DOMANDE SUL MATERIALE:
- a) Trascrivi parola per parola il brano dell'articolo sulla malattia nell'opera d'arte che comincia con "Articolo di Alessandro" e termina con "pieghe del vissuto.".
- b) Prosegui l'articolo sulla malattia nell'opera d'arte, riprendendo subito dopo l'ultima frase riportata.

TESTO DELLA PAGINA:
════

La traiettoria di malattia in un’opera d’arte
La magia dell’arte e la bellezza che salva. Nove frammenti di un dramma intimamente vissuto. Nove tele magistralmente dipinte, nelle quali si condensa tutto il carico emotivo dell’incontro-scontro con la malattia. Nove immagini che permettono di esperire l’intelligenza delle emozioni. Attraverso il linguaggio dell’arte figurativa, la narrazione di un vissuto può risultare molto più eloquente delle parole. Il polittico “Liquidi 13 o Trillo del diavolo” dell’artista andalusa Evita Andújar.
Articolo di Alessandro Franceschini su OMNI
La malattia è tra le esperienze che più di altre segnano indelebilmente l’esistenza umana, provocando una profonda crisi e una frattura nell’identità del soggetto che è chiamato a rapportarsi con i propri limiti e con il manifestarsi di una sofferenza che, sovente, invade ogni dimensione della propria persona, penetrando sia il corpo che l’anima. In diversi modi si può poi reagire di fronte ad una patologia, ed è qui che le peculiarità di ciascun individuo entrano in gioco, intessendo le trame di quella che, in fin dei conti, è la storia personale dell’ammalato che carica di significato quel dato biologico, il quale prepotentemente si incarna e si declina nelle pieghe del vissuto.

════

MATERIALE FORNITO:
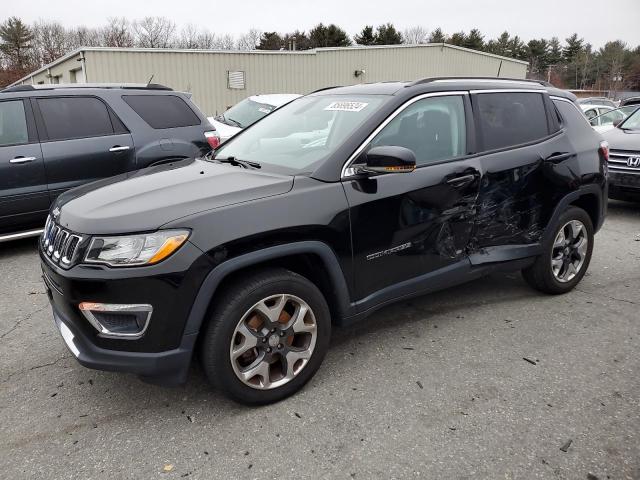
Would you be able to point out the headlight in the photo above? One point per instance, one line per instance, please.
(129, 250)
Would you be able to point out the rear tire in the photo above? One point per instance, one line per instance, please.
(566, 254)
(266, 336)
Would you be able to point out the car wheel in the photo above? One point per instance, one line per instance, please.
(266, 337)
(565, 256)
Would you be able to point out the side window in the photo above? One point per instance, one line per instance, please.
(13, 123)
(591, 113)
(433, 128)
(163, 111)
(508, 119)
(75, 117)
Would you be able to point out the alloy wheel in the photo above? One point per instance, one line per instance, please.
(569, 251)
(273, 341)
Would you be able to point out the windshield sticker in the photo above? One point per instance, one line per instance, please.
(346, 106)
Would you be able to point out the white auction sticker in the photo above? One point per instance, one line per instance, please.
(346, 106)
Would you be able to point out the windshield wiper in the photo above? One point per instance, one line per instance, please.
(238, 163)
(234, 122)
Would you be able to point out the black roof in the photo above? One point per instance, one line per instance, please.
(437, 84)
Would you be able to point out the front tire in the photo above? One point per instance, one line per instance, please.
(266, 337)
(566, 255)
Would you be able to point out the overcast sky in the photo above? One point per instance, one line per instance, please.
(596, 20)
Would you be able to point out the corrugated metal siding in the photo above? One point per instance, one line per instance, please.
(204, 73)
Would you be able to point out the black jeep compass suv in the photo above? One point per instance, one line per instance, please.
(339, 203)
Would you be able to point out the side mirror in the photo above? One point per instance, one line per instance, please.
(389, 159)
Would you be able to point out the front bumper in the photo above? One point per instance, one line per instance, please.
(623, 185)
(163, 353)
(164, 368)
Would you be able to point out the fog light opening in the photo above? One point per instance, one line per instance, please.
(124, 321)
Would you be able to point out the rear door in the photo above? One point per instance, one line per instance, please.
(23, 188)
(82, 140)
(408, 225)
(523, 154)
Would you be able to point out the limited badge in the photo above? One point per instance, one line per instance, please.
(346, 106)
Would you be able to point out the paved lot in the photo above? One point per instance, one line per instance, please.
(433, 388)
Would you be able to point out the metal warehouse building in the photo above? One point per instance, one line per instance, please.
(218, 79)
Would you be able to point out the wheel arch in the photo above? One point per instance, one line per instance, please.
(589, 198)
(314, 260)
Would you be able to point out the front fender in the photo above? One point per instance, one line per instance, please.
(218, 274)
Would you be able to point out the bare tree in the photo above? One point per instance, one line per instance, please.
(250, 40)
(154, 32)
(189, 37)
(415, 35)
(225, 42)
(50, 41)
(207, 40)
(84, 37)
(117, 33)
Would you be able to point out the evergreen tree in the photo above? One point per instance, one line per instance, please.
(16, 45)
(474, 40)
(270, 41)
(366, 36)
(437, 36)
(388, 35)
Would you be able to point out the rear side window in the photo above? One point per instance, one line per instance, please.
(163, 111)
(508, 119)
(66, 118)
(13, 123)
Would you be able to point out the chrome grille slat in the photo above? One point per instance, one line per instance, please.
(60, 244)
(618, 162)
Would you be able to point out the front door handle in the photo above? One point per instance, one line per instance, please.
(558, 157)
(118, 148)
(462, 180)
(19, 160)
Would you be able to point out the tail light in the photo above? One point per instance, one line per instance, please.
(213, 139)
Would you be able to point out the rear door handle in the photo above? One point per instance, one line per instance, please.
(19, 160)
(558, 157)
(118, 148)
(462, 180)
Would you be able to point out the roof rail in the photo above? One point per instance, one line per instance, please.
(55, 86)
(494, 79)
(18, 88)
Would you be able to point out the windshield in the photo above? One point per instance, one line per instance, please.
(302, 134)
(246, 113)
(611, 116)
(632, 122)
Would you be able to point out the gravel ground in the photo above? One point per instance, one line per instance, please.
(437, 387)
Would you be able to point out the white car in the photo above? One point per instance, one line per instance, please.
(247, 112)
(612, 118)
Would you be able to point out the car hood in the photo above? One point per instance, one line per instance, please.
(225, 131)
(622, 140)
(146, 199)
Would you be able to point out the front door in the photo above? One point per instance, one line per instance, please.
(406, 225)
(24, 200)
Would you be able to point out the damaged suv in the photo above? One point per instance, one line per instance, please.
(333, 206)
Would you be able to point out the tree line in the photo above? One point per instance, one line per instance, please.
(571, 63)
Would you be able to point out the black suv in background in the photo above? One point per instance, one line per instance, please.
(56, 137)
(329, 208)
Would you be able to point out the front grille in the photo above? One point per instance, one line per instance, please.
(60, 244)
(619, 162)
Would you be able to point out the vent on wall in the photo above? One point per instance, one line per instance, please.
(235, 80)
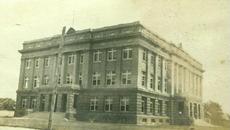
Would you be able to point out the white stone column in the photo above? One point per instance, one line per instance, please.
(74, 69)
(62, 72)
(156, 73)
(163, 75)
(172, 78)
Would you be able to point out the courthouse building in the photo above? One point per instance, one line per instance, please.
(122, 73)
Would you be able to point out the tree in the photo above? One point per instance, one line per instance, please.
(214, 112)
(7, 104)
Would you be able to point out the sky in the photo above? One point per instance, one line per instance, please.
(202, 26)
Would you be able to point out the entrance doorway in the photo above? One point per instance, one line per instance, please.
(63, 102)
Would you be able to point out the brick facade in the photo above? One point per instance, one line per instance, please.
(121, 73)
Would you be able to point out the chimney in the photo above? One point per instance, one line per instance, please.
(180, 45)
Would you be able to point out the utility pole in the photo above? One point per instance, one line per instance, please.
(57, 67)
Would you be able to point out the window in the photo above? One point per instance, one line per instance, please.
(152, 59)
(37, 62)
(26, 82)
(110, 78)
(108, 104)
(96, 78)
(28, 63)
(152, 81)
(166, 85)
(71, 59)
(75, 99)
(24, 103)
(180, 108)
(111, 55)
(33, 103)
(127, 53)
(143, 78)
(36, 82)
(144, 105)
(126, 77)
(124, 104)
(144, 55)
(191, 110)
(69, 79)
(160, 105)
(81, 58)
(159, 83)
(152, 106)
(167, 108)
(80, 78)
(46, 61)
(93, 104)
(97, 56)
(46, 80)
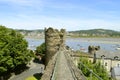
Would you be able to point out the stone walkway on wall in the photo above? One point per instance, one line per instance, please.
(62, 70)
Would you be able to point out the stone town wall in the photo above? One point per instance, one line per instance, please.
(54, 39)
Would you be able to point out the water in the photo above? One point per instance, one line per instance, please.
(76, 44)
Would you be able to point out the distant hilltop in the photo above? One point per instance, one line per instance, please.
(95, 33)
(39, 33)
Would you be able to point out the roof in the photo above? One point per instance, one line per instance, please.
(116, 71)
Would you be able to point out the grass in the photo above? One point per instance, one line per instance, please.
(36, 76)
(31, 78)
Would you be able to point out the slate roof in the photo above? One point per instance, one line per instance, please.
(117, 71)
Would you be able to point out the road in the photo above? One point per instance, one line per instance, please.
(62, 71)
(35, 68)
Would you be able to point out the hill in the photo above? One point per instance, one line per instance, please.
(39, 33)
(95, 33)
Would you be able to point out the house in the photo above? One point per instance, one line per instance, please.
(115, 73)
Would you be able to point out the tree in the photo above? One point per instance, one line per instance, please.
(40, 50)
(13, 50)
(97, 68)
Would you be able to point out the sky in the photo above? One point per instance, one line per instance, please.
(68, 14)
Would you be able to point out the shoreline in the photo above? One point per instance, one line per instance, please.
(98, 40)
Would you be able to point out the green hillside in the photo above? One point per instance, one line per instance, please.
(96, 33)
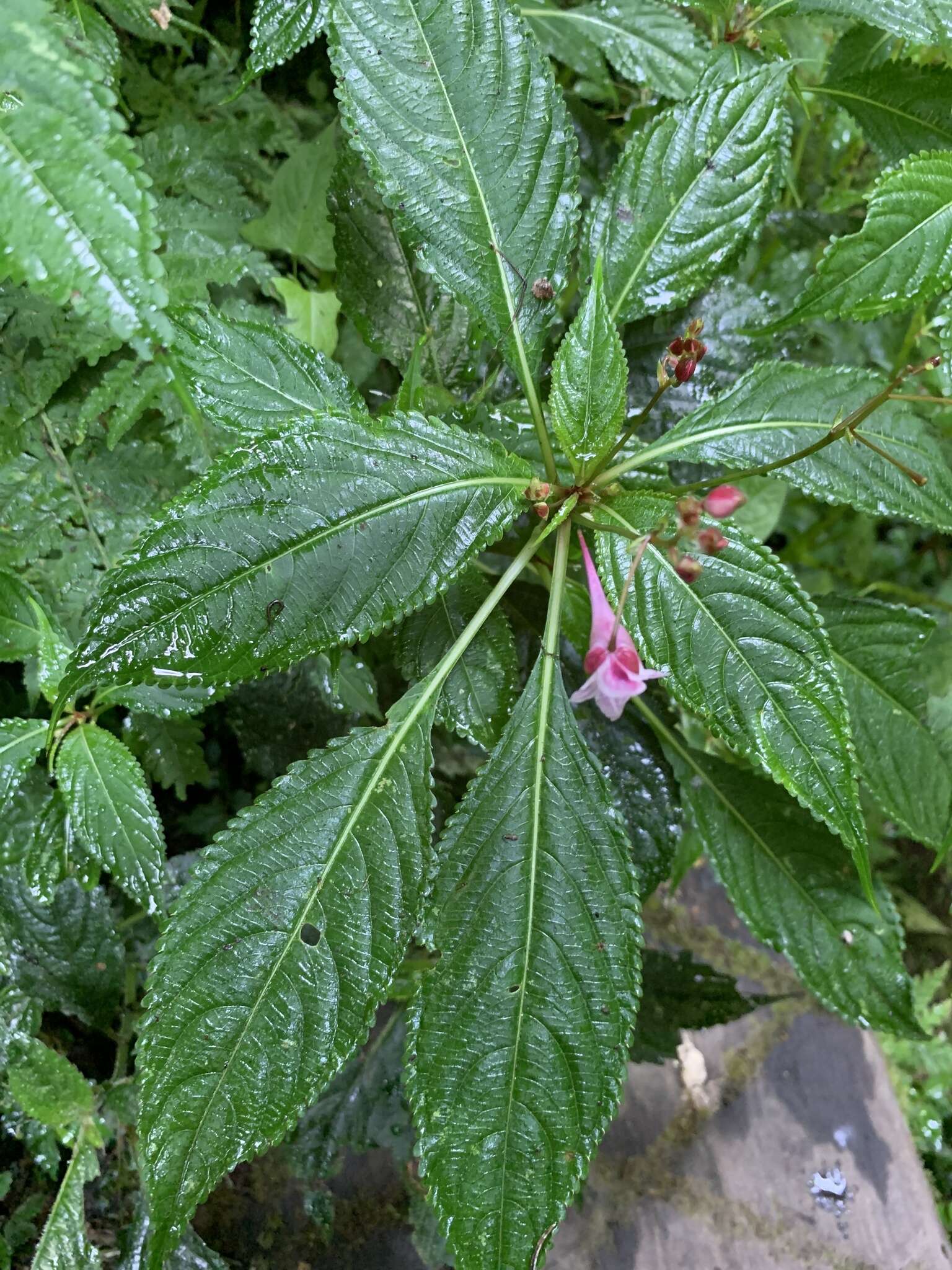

════

RISULTATI DEI COMPITI:
- a)
Articolo di Alessandro Franceschini su OMNI
La malattia è tra le esperienze che più di altre segnano indelebilmente l’esistenza umana, provocando una profonda crisi e una frattura nell’identità del soggetto che è chiamato a rapportarsi con i propri limiti e con il manifestarsi di una sofferenza che, sovente, invade ogni dimensione della propria persona, penetrando sia il corpo che l’anima. In diversi modi si può poi reagire di fronte ad una patologia, ed è qui che le peculiarità di ciascun individuo entrano in gioco, intessendo le trame di quella che, in fin dei conti, è la storia personale dell’ammalato che carica di significato quel dato biologico, il quale prepotentemente si incarna e si declina nelle pieghe del vissuto.

- b)
Quante variazioni nell’esecuzione di quell’unica partitura che è il vivere; quanti fattori generano inediti sviluppi di quel fenomeno fisiologico che la scienza medica, in molti casi, riesce ad incasellare in categorie predefinite, ma che prepotentemente rivendica il diritto di appartenere al diretto interessato, a quel corpo specifico, a quell’esistenza personale, dove biologia e biografia si mescolano portando alla luce la contraddizione che segna ogni vita umana nella fragilità.
Ciascun ammalato è unico, come uniche sono le proprie strategie di adattamento e sopravvivenza, tanto da riuscire, talora, a trasformare quella che è una ferita in una feritoia attraverso la quale far penetrare il cambiamento nella fantastica storia della vita, non escludendo il dolore, ma piuttosto integrandolo in un orizzonte più ampio e variegato di senso e significato, senza ometterne i tratti di drammaticità che la caratterizzano.
E l’arte, in tutto ciò, può rappresentare uno strumento prezioso in grado di esprimere un’immagine di quello che siamo giunti a comprendere e che, come ricorda Joyce nel suo Dedalus, può coincidere con la bellezza. “Cercare adagio, umilmente, costantemente di esprimere, di tornare a spremere dalla terra bruta o da ciò ch’essa genera, dai suoni, dalle forme e dai colori, che sono le porte della prigione della nostra anima, un’immagine di quella bellezza che siamo giunti a comprendere: questo è l’arte.”
Ascoltare con pazienza la propria voce interiore che durante la convivenza con la malattia stride e viene soffocata dall’angoscia, da una sorta di aporia, è senza dubbio un atto di coraggio; vuol dire continuare a credere in sé stessi e credere che abbia un senso cercare di trovare la propria forma. Ma si scappa tanto spesso da sé stessi, che una prospettiva del genere risulta essere tanto affascinante quanto insolita.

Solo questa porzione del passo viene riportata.